Repeat, word for word, the lines of the records from the line with "Locate every instance of the upper" up to and including the last line of the records.

-- begin --

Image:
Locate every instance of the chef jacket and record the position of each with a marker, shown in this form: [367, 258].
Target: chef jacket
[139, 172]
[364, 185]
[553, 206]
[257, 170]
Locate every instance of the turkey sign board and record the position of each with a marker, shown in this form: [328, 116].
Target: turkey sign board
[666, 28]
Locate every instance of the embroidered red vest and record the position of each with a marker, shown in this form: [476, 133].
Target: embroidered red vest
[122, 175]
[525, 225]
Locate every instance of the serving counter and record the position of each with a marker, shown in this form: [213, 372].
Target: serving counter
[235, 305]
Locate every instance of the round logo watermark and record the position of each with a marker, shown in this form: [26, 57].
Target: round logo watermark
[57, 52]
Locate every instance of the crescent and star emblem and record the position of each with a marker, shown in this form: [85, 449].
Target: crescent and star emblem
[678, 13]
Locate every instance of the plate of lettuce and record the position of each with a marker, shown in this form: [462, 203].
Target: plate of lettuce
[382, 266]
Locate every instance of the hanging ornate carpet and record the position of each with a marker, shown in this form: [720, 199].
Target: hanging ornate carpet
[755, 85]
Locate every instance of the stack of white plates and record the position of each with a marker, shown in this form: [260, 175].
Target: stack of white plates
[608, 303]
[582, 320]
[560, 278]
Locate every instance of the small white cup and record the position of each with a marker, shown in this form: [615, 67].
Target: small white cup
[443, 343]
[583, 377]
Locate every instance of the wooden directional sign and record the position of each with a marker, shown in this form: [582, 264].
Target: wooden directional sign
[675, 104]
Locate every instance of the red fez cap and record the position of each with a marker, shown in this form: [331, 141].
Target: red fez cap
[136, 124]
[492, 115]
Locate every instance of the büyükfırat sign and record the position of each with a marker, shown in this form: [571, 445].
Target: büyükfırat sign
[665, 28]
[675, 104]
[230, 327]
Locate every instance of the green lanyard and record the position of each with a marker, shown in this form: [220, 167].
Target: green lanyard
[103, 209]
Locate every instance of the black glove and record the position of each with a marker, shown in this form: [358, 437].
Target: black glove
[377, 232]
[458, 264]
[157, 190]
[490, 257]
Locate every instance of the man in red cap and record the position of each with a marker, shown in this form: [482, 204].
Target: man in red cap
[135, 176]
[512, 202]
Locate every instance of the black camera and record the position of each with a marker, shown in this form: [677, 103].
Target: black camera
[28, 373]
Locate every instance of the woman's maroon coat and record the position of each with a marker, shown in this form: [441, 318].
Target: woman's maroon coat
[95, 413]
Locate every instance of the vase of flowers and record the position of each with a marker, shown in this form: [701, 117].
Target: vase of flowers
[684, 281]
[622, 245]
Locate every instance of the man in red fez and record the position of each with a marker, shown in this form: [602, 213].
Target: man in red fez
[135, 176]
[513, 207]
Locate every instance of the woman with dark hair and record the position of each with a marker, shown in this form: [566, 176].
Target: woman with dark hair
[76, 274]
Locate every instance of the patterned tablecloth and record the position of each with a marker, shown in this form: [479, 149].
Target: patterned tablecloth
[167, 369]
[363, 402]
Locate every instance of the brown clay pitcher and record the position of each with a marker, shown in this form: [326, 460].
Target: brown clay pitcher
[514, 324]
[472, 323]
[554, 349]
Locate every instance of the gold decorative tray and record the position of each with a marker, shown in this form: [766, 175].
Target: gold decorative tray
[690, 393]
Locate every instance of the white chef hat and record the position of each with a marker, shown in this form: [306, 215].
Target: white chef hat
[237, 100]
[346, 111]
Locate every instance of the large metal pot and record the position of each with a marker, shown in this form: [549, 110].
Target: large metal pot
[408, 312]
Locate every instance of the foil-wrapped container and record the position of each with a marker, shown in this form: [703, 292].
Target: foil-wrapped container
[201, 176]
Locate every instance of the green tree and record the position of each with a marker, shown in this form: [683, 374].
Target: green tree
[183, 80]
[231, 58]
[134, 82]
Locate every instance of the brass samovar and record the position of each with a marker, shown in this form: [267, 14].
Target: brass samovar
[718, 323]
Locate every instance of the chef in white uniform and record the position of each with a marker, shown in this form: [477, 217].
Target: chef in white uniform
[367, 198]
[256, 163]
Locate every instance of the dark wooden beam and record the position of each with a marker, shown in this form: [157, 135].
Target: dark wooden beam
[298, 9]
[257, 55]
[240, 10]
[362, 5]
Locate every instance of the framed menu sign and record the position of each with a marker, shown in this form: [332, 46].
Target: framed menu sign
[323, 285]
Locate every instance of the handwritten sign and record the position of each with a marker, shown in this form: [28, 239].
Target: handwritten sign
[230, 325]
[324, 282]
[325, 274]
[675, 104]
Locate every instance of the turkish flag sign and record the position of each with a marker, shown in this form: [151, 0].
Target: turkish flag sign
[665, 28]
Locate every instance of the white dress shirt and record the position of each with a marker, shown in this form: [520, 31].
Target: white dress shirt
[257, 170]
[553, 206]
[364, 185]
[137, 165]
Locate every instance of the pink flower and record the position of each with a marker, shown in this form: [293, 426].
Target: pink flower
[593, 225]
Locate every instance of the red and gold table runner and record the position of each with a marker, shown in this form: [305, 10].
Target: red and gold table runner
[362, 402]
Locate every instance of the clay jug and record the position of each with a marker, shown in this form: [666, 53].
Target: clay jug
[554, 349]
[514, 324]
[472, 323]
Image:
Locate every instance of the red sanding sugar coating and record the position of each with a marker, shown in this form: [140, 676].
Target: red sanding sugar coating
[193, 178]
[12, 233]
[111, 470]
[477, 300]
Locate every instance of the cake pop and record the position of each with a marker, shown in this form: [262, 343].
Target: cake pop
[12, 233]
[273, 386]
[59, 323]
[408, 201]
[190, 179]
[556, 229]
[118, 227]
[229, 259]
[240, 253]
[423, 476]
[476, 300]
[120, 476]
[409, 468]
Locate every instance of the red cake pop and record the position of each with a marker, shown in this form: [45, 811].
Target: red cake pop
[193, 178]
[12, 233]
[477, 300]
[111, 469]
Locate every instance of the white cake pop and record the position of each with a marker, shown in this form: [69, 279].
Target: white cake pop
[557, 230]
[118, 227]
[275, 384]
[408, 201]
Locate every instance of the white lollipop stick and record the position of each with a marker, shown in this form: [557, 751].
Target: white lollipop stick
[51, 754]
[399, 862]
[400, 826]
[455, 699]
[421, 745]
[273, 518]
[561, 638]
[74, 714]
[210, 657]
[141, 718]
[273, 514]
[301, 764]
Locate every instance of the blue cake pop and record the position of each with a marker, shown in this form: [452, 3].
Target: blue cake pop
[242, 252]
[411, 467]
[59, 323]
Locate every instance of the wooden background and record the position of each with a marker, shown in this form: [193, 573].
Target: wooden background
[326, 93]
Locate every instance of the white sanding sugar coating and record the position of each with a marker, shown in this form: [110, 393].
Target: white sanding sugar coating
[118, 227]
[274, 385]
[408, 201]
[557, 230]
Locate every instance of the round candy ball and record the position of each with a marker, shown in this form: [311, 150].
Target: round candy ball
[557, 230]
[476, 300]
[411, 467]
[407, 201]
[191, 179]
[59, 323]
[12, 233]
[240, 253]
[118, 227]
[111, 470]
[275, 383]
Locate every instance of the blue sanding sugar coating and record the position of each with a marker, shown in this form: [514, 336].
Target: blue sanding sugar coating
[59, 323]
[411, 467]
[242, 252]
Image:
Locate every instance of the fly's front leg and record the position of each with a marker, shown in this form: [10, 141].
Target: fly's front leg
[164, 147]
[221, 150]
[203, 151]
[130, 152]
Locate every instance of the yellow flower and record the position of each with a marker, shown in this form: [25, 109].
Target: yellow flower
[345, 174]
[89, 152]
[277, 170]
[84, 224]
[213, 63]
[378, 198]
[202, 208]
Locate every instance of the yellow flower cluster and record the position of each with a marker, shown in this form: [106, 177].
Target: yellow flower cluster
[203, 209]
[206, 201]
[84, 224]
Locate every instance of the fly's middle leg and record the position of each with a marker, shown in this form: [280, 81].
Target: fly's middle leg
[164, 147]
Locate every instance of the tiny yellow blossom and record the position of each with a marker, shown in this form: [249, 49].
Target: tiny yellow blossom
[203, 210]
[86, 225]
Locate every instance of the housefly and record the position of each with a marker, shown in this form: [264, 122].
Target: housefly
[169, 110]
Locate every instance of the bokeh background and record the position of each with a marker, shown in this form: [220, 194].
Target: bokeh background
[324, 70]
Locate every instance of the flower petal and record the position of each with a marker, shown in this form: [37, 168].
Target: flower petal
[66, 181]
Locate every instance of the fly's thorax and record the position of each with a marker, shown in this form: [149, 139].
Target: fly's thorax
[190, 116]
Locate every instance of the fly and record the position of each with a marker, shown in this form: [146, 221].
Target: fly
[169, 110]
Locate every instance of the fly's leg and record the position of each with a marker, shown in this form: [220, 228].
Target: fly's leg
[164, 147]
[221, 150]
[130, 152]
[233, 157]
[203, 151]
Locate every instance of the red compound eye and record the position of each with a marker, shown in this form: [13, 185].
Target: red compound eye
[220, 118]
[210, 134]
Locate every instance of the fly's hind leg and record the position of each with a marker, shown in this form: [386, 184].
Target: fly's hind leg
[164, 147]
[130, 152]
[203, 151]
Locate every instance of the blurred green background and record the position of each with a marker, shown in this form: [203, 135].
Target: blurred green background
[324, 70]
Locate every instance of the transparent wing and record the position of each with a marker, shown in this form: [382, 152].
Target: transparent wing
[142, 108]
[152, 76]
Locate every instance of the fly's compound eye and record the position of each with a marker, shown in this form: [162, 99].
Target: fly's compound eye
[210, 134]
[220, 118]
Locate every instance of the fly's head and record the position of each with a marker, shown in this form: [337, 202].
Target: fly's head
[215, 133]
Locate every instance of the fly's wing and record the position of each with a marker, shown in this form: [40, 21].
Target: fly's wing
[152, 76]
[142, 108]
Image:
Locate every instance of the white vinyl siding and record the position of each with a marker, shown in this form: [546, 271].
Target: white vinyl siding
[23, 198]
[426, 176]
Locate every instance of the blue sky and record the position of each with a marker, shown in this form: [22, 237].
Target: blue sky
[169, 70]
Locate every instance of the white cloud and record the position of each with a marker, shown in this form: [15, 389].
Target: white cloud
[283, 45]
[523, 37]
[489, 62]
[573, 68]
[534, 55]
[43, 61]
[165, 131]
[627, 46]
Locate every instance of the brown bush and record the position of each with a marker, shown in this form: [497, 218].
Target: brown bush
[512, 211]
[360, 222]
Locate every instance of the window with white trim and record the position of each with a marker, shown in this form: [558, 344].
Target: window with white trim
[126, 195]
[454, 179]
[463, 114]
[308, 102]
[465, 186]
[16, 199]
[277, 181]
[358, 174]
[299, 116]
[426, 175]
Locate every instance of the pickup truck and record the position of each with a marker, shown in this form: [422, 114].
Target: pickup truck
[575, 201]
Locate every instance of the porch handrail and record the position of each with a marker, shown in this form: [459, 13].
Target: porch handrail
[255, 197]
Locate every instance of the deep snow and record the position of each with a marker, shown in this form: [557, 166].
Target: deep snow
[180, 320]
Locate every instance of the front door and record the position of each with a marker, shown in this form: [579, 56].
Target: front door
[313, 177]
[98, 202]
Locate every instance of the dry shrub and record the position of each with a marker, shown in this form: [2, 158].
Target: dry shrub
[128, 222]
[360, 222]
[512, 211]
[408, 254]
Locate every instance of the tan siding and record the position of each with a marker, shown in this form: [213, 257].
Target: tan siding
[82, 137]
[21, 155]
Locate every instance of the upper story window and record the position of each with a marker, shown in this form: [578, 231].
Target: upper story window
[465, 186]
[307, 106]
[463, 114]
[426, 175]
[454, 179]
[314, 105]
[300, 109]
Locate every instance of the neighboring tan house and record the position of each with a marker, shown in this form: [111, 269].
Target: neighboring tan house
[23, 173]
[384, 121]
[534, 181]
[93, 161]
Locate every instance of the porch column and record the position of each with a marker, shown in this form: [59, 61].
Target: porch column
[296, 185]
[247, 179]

-- end --

EXERCISE RESULT:
Locate every instance of the upper story window and record the position of each with a marker, shown in this form: [578, 231].
Target: upper story window
[465, 186]
[307, 106]
[463, 114]
[426, 175]
[454, 179]
[314, 105]
[300, 109]
Locate every instance of the neighboring tan house and record the position of each with a marker, shown in this form: [111, 269].
Target: neighboring tan house
[23, 173]
[384, 121]
[534, 181]
[93, 161]
Locate every instance of the porch column and record the position of each with a marker, shown in this form: [59, 61].
Target: porch column
[296, 185]
[247, 179]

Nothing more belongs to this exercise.